Input for this task:
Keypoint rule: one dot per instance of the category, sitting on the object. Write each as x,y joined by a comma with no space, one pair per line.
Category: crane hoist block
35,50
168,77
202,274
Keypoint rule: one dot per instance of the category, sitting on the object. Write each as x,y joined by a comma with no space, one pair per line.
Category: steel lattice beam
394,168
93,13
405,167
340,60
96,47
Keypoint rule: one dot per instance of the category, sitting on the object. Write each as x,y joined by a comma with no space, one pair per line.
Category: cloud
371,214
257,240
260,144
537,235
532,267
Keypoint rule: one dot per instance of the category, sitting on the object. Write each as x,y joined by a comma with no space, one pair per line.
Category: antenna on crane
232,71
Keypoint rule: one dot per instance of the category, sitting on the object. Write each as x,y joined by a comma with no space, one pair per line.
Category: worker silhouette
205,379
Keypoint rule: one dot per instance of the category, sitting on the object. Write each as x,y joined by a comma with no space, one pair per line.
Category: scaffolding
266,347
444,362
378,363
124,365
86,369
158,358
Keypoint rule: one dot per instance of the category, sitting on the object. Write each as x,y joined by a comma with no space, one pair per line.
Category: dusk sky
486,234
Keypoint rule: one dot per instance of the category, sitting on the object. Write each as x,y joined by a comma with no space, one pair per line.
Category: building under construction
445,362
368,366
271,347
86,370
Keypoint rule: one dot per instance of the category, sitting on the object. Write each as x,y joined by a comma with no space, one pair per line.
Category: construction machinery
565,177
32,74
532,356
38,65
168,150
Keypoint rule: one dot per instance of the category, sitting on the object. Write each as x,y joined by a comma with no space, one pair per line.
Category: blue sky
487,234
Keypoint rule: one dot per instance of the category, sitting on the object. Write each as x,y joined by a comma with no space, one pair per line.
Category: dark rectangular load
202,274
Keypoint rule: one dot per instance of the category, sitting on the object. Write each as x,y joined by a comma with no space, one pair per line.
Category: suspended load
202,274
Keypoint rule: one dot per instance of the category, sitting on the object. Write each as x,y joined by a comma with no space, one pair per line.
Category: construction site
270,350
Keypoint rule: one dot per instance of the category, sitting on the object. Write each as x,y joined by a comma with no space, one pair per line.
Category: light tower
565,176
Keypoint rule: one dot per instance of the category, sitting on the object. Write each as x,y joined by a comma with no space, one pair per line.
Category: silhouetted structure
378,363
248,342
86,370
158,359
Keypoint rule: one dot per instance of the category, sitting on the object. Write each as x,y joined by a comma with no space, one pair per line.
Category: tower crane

Task objective:
Pick out every line in the entries above that contains the word "load" and copy each one in full. Treat the match as case-sensitive.

Response below:
Category: dark rectangular load
Category: suspended load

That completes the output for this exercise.